**Instruction:** Write out the records below word for word, starting at the line that contains "[spot] the man in navy" and ending with the last line of the records, both included.

**Provided entries:**
=-=-=
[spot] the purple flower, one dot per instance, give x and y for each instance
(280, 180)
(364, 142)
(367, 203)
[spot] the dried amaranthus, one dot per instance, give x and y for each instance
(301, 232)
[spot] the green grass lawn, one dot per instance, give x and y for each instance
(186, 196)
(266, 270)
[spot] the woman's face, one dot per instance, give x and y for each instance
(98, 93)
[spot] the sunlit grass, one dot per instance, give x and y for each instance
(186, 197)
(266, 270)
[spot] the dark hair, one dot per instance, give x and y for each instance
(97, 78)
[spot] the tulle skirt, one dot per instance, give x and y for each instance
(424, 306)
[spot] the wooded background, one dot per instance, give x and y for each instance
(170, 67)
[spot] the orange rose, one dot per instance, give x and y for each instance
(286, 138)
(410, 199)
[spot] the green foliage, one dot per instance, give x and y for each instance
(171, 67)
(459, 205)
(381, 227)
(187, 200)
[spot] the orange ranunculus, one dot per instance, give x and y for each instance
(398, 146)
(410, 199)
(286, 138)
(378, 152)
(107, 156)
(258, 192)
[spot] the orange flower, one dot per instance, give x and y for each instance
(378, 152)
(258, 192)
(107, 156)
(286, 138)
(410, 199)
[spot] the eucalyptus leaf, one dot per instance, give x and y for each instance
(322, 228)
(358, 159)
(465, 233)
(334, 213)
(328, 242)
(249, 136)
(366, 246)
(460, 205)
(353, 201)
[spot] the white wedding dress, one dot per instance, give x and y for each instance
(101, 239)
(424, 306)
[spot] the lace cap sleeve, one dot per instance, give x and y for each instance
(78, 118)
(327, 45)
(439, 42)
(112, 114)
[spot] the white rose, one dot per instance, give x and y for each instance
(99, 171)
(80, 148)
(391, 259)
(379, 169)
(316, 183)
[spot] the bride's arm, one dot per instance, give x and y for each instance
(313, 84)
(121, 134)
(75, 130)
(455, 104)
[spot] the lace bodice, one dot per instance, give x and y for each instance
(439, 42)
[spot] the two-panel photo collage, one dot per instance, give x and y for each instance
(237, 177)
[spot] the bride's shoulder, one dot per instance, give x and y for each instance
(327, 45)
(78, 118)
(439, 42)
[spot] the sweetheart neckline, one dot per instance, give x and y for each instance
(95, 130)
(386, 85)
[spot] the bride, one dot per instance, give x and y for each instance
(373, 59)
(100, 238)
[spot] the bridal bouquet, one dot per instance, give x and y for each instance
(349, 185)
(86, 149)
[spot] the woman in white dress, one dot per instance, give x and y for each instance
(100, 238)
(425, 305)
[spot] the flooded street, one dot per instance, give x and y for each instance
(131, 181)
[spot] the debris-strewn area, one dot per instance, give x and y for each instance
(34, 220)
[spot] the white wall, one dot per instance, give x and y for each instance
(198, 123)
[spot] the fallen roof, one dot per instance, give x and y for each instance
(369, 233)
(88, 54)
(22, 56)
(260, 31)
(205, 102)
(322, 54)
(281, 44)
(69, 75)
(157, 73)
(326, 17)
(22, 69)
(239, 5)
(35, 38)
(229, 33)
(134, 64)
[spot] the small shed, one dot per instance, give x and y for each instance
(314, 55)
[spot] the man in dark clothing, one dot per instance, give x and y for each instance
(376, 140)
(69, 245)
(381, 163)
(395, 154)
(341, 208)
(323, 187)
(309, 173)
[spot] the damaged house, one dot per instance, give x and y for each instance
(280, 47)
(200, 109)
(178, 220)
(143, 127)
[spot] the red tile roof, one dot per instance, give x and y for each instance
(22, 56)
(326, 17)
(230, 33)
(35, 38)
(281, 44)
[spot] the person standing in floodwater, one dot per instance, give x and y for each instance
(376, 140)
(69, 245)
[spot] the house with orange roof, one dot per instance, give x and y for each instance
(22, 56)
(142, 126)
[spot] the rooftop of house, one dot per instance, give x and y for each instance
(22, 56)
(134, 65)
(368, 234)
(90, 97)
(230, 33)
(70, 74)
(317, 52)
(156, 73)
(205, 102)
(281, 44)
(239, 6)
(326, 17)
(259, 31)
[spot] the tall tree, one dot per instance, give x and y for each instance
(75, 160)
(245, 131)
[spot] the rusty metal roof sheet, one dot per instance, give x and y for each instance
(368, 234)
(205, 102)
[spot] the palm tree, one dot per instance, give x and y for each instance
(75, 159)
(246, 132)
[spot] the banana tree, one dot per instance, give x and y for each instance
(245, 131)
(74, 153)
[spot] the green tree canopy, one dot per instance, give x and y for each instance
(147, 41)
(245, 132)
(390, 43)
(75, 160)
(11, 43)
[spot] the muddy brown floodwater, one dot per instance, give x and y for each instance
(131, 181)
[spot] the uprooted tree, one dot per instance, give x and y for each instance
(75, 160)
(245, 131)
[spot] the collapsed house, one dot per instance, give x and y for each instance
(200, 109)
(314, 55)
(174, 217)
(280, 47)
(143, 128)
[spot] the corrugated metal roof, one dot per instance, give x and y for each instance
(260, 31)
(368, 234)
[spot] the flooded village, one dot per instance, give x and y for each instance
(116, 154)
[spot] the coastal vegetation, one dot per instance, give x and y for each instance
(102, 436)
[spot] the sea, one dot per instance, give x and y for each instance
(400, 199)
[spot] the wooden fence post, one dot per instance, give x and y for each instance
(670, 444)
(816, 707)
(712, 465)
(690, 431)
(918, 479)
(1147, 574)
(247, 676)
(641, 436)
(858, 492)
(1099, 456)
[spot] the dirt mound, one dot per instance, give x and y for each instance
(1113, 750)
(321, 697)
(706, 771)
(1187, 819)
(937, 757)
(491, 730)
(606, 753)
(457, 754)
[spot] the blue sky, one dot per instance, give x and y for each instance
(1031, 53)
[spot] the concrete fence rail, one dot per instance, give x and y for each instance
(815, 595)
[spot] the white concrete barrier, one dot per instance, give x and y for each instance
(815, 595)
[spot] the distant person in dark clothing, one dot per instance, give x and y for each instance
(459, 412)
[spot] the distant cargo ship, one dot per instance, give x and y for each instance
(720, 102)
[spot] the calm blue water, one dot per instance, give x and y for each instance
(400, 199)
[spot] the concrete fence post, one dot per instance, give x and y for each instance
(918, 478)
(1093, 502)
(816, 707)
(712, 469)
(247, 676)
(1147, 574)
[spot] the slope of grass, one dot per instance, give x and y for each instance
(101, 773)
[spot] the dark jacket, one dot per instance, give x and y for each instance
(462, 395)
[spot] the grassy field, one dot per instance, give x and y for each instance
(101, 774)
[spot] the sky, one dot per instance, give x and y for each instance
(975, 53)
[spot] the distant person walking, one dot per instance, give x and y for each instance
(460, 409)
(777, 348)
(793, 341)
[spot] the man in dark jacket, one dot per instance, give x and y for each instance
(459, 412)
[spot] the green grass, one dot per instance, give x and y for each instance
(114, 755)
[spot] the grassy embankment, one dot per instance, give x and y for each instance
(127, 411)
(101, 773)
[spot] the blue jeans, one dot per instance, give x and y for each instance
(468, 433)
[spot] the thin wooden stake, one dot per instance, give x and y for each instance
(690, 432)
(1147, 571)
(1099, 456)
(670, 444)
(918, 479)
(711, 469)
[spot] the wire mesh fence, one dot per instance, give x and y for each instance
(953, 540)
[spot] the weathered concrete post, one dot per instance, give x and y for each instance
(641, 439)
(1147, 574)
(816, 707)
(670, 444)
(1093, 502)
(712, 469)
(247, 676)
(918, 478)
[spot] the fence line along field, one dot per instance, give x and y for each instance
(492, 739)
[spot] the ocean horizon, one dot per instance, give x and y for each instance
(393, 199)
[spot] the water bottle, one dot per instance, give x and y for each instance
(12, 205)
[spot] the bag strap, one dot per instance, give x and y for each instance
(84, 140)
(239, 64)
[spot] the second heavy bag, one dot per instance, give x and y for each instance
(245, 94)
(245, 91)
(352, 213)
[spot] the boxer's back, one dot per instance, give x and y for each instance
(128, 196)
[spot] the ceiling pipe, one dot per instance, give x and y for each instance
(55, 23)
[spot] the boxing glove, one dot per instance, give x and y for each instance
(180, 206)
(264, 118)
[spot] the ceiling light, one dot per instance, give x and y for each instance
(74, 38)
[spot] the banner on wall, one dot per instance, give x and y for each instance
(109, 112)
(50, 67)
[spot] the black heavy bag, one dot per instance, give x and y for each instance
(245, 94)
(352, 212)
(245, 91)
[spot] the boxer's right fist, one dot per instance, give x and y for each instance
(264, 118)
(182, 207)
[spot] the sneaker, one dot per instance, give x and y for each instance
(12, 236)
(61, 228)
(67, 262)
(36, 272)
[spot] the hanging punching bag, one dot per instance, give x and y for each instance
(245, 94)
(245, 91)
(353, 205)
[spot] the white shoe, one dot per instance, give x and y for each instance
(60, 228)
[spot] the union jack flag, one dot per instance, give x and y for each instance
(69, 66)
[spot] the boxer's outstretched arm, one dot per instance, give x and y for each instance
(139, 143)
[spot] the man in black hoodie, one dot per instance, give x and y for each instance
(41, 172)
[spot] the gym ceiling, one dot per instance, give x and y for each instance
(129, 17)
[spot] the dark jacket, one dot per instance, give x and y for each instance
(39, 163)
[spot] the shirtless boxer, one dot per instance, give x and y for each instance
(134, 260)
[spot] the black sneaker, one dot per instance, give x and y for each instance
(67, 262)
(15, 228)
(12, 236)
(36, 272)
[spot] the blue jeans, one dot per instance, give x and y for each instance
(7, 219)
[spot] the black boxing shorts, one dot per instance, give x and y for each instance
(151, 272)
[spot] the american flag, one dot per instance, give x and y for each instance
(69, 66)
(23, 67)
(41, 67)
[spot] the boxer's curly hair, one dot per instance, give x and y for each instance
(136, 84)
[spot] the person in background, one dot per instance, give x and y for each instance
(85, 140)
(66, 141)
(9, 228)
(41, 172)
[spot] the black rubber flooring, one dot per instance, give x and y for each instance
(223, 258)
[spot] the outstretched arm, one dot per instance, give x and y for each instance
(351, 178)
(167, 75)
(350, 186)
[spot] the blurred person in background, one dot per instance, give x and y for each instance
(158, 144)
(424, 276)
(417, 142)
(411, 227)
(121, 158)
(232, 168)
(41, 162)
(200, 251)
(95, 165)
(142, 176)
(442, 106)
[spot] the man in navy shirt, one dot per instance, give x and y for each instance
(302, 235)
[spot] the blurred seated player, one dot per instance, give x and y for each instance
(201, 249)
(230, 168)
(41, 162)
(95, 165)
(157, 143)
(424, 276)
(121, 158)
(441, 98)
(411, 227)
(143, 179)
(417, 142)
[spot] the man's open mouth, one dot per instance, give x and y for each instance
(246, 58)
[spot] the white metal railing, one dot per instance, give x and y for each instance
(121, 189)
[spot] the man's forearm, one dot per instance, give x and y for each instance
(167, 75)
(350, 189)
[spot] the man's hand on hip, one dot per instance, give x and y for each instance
=-=-=
**In response:**
[spot] the man in navy shirt, one dot per instance, give x and y for each instance
(302, 235)
[spot] the blurred seated player, one dot per instance, give x and y for each instance
(201, 249)
(230, 168)
(41, 162)
(95, 165)
(157, 143)
(424, 276)
(121, 158)
(441, 98)
(411, 227)
(143, 179)
(417, 142)
[spot] the man's open mouth, one dot per instance, give x and y for each instance
(246, 58)
[spot] the white metal railing, one dot per instance, give x and y for each instance
(121, 189)
[spot] the man's forearm, one dot per instance, give x and y for each instance
(167, 75)
(350, 189)
[spot] the man's hand on hip, one dot per instance, give x and y for each instance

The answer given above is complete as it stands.